━━━━━ EXERCISE PASSAGE ━━━━━

Adam’s father, Oscar Bonilla, said, “He loved it. He was so excited. I feel proud of him.” Asked if he could have afforded sailing lessons for his son without the scholarship, Bonilla, a delivery driver for a beer distributor, said “No way! I can’t afford those kinds of things.”
Bonilla, whose brother Brian subsequently participated in the program, will attend SUNY New Paltz in the fall, so the foundation is paying for his books for the first year.
Bass’ varied career
Bass started his career teaching math at an intermediate school in Williamsburg in Brooklyn while studying for his MBA. Then he was hired by Baruch College and later worked as a fraud investigator for the New York City Human Resources Administration. Then he became the head systems administrator for the city Department of Investigation and eventually worked for the New York City Transit Authority, where he also headed the system’s operation.
He became a consultant after retiring in 2004. A two-week project for the Greenvale School led to him working there full-time, starting in IT and then returning to the classroom running a discovery lab for pre-k and nursery school children and robotics for older students. He’s now completing his doctorate in information science while continuing to teach at the school.
Bass was 25 when he first went sailing. A friend from City Island in the Bronx told him he had bought a Hobie catamaran. The pair assembled the beach cat and launched it. “We did not know tacking from gybing, turned it over a few times and figured that maybe we should take some lessons.” They found a Coast Guardsman who “took us out on a 26-foot sailboat that had no motor, so we really had to learn how to sail,” Bass said. “I’ve been sailing ever since.”

━━━━━ DATA UNDER STUDY ━━━━━

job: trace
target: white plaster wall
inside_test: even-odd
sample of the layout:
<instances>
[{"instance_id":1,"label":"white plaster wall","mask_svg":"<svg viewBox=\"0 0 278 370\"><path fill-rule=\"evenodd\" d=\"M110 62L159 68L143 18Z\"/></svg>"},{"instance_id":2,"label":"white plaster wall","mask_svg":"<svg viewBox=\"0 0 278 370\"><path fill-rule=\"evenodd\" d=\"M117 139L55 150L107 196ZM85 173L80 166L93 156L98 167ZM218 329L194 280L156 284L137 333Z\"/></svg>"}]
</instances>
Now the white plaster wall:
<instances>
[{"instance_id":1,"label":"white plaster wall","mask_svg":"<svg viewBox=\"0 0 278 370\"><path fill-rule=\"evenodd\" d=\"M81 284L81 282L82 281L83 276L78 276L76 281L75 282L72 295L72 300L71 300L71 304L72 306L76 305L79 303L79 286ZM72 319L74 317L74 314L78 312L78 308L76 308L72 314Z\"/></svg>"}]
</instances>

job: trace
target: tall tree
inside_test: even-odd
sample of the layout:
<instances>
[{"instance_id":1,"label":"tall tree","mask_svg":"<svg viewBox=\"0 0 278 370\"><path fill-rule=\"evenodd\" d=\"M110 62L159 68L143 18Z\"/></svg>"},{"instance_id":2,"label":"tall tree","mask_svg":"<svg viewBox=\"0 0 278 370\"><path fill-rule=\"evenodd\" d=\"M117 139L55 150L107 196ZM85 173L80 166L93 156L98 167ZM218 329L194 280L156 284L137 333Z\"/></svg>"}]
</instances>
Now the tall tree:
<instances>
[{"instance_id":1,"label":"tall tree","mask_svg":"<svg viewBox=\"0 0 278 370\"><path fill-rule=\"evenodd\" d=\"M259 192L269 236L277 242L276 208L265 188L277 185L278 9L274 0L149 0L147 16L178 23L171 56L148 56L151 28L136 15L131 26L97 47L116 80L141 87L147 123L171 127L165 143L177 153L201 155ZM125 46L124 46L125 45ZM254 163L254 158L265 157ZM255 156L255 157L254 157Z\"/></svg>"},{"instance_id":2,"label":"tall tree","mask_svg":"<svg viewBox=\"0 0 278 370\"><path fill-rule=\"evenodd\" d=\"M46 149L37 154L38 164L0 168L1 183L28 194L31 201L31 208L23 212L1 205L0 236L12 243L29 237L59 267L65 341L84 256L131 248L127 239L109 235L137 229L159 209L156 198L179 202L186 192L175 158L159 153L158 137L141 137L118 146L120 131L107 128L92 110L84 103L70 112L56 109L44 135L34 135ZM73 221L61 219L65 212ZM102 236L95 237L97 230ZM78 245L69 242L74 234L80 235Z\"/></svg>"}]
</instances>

━━━━━

WHAT YOU NEED TO DO
a) Why did Bass and his friend decide to take sailing lessons, according to the sailing article?
b) Please reproduce everything in the sailing article from "Bass’ varied career" down to "at the school.".

SOLUTIONS TO EACH TASK
a) They did not know tacking from gybing and turned the Hobie catamaran over a few times, so they figured that maybe they should take some lessons.

b)
Bass’ varied career
Bass started his career teaching math at an intermediate school in Williamsburg in Brooklyn while studying for his MBA. Then he was hired by Baruch College and later worked as a fraud investigator for the New York City Human Resources Administration. Then he became the head systems administrator for the city Department of Investigation and eventually worked for the New York City Transit Authority, where he also headed the system’s operation.
He became a consultant after retiring in 2004. A two-week project for the Greenvale School led to him working there full-time, starting in IT and then returning to the classroom running a discovery lab for pre-k and nursery school children and robotics for older students. He’s now completing his doctorate in information science while continuing to teach at the school.